Request → Repeat every record below exactly, but leave out any pictures.

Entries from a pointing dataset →
========================================================================
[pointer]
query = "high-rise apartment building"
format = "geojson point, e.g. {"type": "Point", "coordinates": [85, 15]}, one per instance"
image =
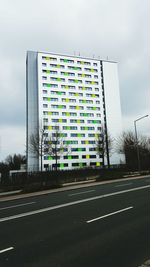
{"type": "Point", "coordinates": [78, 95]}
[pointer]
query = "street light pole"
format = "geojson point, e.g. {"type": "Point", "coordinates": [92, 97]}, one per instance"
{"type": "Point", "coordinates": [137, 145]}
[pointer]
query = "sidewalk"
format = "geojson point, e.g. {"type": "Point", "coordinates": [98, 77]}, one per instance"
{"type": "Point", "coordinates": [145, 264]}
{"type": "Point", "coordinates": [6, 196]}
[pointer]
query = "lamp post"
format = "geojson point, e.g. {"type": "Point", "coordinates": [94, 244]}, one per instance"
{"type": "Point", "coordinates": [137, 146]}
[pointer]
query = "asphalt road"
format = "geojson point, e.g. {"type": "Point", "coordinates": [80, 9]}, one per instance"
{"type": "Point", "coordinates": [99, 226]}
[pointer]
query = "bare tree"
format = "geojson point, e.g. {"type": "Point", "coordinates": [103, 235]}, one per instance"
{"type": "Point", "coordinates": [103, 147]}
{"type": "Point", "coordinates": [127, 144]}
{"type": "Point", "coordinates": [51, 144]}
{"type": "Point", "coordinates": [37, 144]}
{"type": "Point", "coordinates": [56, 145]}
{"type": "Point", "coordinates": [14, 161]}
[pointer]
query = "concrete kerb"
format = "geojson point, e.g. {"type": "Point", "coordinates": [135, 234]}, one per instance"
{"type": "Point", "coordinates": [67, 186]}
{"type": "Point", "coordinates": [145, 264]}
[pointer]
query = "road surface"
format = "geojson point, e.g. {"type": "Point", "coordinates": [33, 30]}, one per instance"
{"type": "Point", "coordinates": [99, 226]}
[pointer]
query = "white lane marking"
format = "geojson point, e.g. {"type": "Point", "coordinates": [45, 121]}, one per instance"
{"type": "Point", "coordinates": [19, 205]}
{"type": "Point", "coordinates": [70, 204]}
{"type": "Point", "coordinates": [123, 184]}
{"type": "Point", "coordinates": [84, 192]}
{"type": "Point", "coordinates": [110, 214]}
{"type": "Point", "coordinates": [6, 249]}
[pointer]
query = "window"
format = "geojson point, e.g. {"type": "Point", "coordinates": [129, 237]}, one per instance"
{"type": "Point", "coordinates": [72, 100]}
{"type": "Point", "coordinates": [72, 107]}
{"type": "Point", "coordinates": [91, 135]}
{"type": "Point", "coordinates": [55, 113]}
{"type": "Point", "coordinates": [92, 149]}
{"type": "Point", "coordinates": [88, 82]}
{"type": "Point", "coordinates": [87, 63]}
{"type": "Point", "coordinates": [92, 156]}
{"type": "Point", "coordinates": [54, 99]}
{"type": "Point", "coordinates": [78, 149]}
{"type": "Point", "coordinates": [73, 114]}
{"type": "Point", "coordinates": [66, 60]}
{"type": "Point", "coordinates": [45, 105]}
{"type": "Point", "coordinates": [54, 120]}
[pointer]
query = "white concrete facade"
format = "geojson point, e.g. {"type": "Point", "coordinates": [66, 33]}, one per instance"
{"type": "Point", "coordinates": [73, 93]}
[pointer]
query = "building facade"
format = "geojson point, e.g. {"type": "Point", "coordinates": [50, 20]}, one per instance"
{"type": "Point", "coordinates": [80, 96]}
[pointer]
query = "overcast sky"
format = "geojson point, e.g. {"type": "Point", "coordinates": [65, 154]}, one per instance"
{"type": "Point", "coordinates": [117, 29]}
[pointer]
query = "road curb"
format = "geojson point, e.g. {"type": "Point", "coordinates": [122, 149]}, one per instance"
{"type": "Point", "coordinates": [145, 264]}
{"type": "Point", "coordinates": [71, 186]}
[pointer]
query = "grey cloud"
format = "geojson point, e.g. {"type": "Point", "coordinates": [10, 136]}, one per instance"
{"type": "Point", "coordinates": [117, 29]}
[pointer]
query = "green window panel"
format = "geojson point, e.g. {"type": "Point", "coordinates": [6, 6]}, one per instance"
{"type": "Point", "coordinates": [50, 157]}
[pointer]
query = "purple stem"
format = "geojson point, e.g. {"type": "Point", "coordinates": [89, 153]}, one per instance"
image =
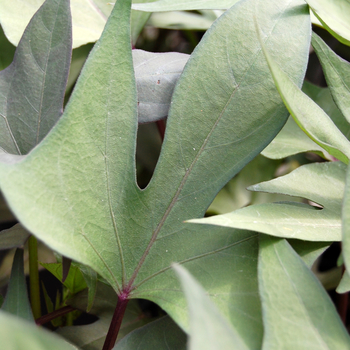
========================================================================
Solution for this exercise →
[pointer]
query = "high-rise apartment building"
format = "geojson point, e.g. {"type": "Point", "coordinates": [85, 15]}, one per instance"
image =
{"type": "Point", "coordinates": [78, 95]}
[pointer]
query = "street light pole"
format = "geojson point, e.g. {"type": "Point", "coordinates": [92, 97]}, one per instance"
{"type": "Point", "coordinates": [137, 145]}
[pointer]
query = "sidewalk"
format = "geojson point, e.g. {"type": "Point", "coordinates": [98, 77]}, one per instance"
{"type": "Point", "coordinates": [145, 264]}
{"type": "Point", "coordinates": [6, 196]}
[pointer]
query = "lamp post"
format = "geojson point, e.g. {"type": "Point", "coordinates": [94, 244]}, one per instance"
{"type": "Point", "coordinates": [137, 146]}
[pointer]
query = "asphalt road"
format = "geojson point, e.g. {"type": "Point", "coordinates": [80, 9]}, one per instance"
{"type": "Point", "coordinates": [99, 226]}
[pointer]
query = "bare tree"
format = "geojson point, e.g. {"type": "Point", "coordinates": [103, 235]}, one per instance"
{"type": "Point", "coordinates": [103, 147]}
{"type": "Point", "coordinates": [127, 144]}
{"type": "Point", "coordinates": [51, 144]}
{"type": "Point", "coordinates": [37, 144]}
{"type": "Point", "coordinates": [56, 145]}
{"type": "Point", "coordinates": [14, 161]}
[pointer]
query = "concrete kerb"
format = "geojson point, e.g. {"type": "Point", "coordinates": [135, 234]}, one per instance"
{"type": "Point", "coordinates": [67, 186]}
{"type": "Point", "coordinates": [145, 264]}
[pointer]
query = "road surface"
format = "geojson point, e.g. {"type": "Point", "coordinates": [33, 30]}, one per instance"
{"type": "Point", "coordinates": [99, 226]}
[pointer]
query = "white lane marking"
format = "geojson point, e.g. {"type": "Point", "coordinates": [45, 121]}, one per instance"
{"type": "Point", "coordinates": [19, 205]}
{"type": "Point", "coordinates": [70, 204]}
{"type": "Point", "coordinates": [123, 184]}
{"type": "Point", "coordinates": [84, 192]}
{"type": "Point", "coordinates": [110, 214]}
{"type": "Point", "coordinates": [6, 249]}
[pointer]
query = "window"
format = "geojson point, e.g. {"type": "Point", "coordinates": [129, 237]}, one per instance"
{"type": "Point", "coordinates": [72, 100]}
{"type": "Point", "coordinates": [72, 107]}
{"type": "Point", "coordinates": [91, 135]}
{"type": "Point", "coordinates": [55, 113]}
{"type": "Point", "coordinates": [92, 149]}
{"type": "Point", "coordinates": [88, 82]}
{"type": "Point", "coordinates": [87, 63]}
{"type": "Point", "coordinates": [92, 156]}
{"type": "Point", "coordinates": [54, 99]}
{"type": "Point", "coordinates": [78, 149]}
{"type": "Point", "coordinates": [73, 114]}
{"type": "Point", "coordinates": [66, 60]}
{"type": "Point", "coordinates": [45, 105]}
{"type": "Point", "coordinates": [54, 120]}
[pointer]
query = "white concrete facade"
format = "geojson point, e.g. {"type": "Point", "coordinates": [66, 33]}, one per instance"
{"type": "Point", "coordinates": [73, 93]}
[pointer]
query = "building facade"
format = "geojson point, e.g. {"type": "Point", "coordinates": [50, 20]}, one per instance"
{"type": "Point", "coordinates": [80, 96]}
[pointer]
query = "overcast sky"
format = "geojson point, e.g. {"type": "Point", "coordinates": [65, 154]}, one per instance"
{"type": "Point", "coordinates": [117, 29]}
[pointer]
query = "road curb"
format = "geojson point, e.g. {"type": "Point", "coordinates": [122, 149]}, one per instance"
{"type": "Point", "coordinates": [145, 264]}
{"type": "Point", "coordinates": [71, 186]}
[pointer]
query = "grey cloud"
format = "geojson point, e.g. {"type": "Point", "coordinates": [10, 136]}, one per instance"
{"type": "Point", "coordinates": [117, 29]}
[pointer]
query = "green window panel"
format = "geojson point, e.g. {"type": "Point", "coordinates": [6, 6]}, one per instance"
{"type": "Point", "coordinates": [50, 157]}
[pointer]
query = "purple stem"
format = "geojson point, e.g. {"type": "Point", "coordinates": [89, 153]}, one per instance"
image =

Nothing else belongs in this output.